» Document passage
# Something wrong with dog's eye, please advise :(



## catahoulamom

Hi everyone, 

First of all, happy Mother's Day! If you are friends with me on facebook you may have seen a picture I posted earlier today of my pit bull, Rambo. When we woke up this morning his right eye appeared swollen. We went to bed at 4am this morning and he was fine, he had already been outside and slept in his bed on the floor all night. We woke up at 10am and noticed him squinting. He would look up at us and open it but then squint his eyes and blink, then hold the eye closed. At first his eyelids appeared red on the outer edges (only his right eye) so I thought it could be an allergic reaction and gave him Benadryl, then I realized that if this was an allergy, both of his eyes would be swollen, no? 

It's almost as if he has something in his eye. He paws at it sometimes, which almost makes me think there's something stuck in there. My boyfriend flushed it with Eye So Bright and it seemed to help the puffiness for a little while. Now after that experience he won't let me get near him with the bottle of Eye So Bright, and when I try to pry his eye open he really tries to hold it shut, I feel horrible. I'm going to google symptoms of a scratched retina now, maybe I should have done that first before posting. I just don't understand what could have happened... all he did was sleep in his bed all night. He doesn't bother the cats and they don't bother him, plus it's a small room so if the cat had scratched him (which has never happened) I'm sure I would have heard the commotion. We don't have foxtails in our yard, and the only other place he went yesterday was Petco. 

Anybody have some insight? Personal experiences? Obviously the vets office is closed today being Sunday, our vet is actually closed til Tuesday but I'd be willing to take him somewhere else tomorrow if it's necessary. It's obviously not comfortable for him. He's eating and drinking water as normal, now he's waiting at the door for me to let him out in the yard.


----------



## catahoulamom

Just looked up symptoms of Corneal Laceration. 

*Squinting*
Tearing
*Pawing at the eye*
Rubbing the eye or face
Bleeding from the eye
Cloudiness of the cornea
*Redness or swelling of the eye* (well, it seemed more his eyelid was swollen, not his eye)
Inability to see the eye because the third eyelid is covering the eye.
Other signs of trauma to the face

Seems like a superficial injury, when I look at his eye I don't see any obvious trauma. I'm going to put an e-collar on him and make an appointment. Anybody have experiences with this? Can it wait a day? There is no bleeding, clouding, no third eyelid. I just let him outside and watched him, he kept both of his eyes open pretty much the whole time, was only squinting a teeny bit. He comes back inside and starts squinting again.


----------



## diamond8

hi , 
your poor dog it looks terrible . that happens here to some of my dogs some times and its usually an insect sting or bite . wasps are uaually the culpret here my amber is a devil for eating wasps her tongue and all swells sometimes we have to watch her like a hawk.but its usually gone by the next day. just keep a watch and if you feel its no better in say 12 hours maybe pay your vet a visit. may be try a antihistmine from your chemist in the meen time .

» Record set
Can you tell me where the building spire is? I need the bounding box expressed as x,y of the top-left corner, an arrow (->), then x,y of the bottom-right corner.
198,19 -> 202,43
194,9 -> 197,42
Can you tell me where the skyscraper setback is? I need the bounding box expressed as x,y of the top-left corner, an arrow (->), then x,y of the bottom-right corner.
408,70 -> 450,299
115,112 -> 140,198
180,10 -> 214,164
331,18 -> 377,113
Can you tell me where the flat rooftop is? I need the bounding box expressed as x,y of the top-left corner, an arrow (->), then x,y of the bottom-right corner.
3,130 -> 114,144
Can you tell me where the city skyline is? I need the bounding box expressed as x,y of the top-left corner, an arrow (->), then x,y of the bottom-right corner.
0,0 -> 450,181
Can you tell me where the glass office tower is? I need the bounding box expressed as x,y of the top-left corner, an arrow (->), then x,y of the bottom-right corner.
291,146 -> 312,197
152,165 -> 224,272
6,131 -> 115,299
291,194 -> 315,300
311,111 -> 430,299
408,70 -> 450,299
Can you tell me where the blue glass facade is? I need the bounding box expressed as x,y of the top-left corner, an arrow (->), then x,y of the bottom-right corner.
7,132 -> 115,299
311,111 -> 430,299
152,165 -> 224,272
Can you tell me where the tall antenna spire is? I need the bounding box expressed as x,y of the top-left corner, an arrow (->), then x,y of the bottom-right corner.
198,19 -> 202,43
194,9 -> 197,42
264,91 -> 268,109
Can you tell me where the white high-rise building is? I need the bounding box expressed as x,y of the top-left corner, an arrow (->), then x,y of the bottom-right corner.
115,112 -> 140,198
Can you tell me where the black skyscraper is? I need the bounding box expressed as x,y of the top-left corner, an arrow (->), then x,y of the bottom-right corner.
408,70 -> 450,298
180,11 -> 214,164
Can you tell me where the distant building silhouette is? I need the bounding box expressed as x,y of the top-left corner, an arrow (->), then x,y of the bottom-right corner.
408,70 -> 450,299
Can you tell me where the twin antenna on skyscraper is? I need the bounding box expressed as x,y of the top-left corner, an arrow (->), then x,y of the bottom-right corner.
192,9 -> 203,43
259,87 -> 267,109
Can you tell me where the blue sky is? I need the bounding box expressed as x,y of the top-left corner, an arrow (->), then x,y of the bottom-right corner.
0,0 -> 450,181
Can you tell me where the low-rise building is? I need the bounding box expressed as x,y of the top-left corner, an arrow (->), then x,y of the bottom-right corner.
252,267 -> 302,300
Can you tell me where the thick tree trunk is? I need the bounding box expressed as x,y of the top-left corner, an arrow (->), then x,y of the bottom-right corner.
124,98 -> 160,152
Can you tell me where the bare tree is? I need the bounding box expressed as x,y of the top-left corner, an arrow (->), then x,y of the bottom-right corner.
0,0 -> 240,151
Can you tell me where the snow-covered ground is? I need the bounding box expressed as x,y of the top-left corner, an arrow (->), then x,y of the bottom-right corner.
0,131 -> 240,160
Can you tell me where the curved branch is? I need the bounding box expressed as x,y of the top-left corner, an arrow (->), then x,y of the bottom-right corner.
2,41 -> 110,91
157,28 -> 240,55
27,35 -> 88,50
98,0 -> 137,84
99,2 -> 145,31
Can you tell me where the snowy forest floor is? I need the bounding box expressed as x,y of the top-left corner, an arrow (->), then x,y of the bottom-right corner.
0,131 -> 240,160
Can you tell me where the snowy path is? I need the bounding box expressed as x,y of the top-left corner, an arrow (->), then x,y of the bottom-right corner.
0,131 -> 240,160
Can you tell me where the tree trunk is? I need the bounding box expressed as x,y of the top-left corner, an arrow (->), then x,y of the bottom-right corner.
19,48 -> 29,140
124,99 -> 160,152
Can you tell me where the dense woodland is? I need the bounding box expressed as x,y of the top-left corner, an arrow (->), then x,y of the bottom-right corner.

» Complete the following
• A. Return the words of the forum thread about the dog's eye between "Just looked up" and "starts squinting again.", inclusive.
• B. Check each statement against the forum thread about the dog's eye. For each, answer yes or no and quote the words of the thread that decide it. (i) The dog was fine when the household went to bed at 4am. (ii) The dog's usual vet is open again on Monday. (iii) No bleeding from the eye is seen.

» Answers per task
• A.
Just looked up symptoms of Corneal Laceration. 

*Squinting*
Tearing
*Pawing at the eye*
Rubbing the eye or face
Bleeding from the eye
Cloudiness of the cornea
*Redness or swelling of the eye* (well, it seemed more his eyelid was swollen, not his eye)
Inability to see the eye because the third eyelid is covering the eye.
Other signs of trauma to the face

Seems like a superficial injury, when I look at his eye I don't see any obvious trauma. I'm going to put an e-collar on him and make an appointment. Anybody have experiences with this? Can it wait a day? There is no bleeding, clouding, no third eyelid. I just let him outside and watched him, he kept both of his eyes open pretty much the whole time, was only squinting a teeny bit. He comes back inside and starts squinting again.

• B.
(i) Yes: "We went to bed at 4am this morning and he was fine"
(ii) No: "our vet is actually closed til Tuesday"
(iii) Yes: "There is no bleeding, clouding, no third eyelid."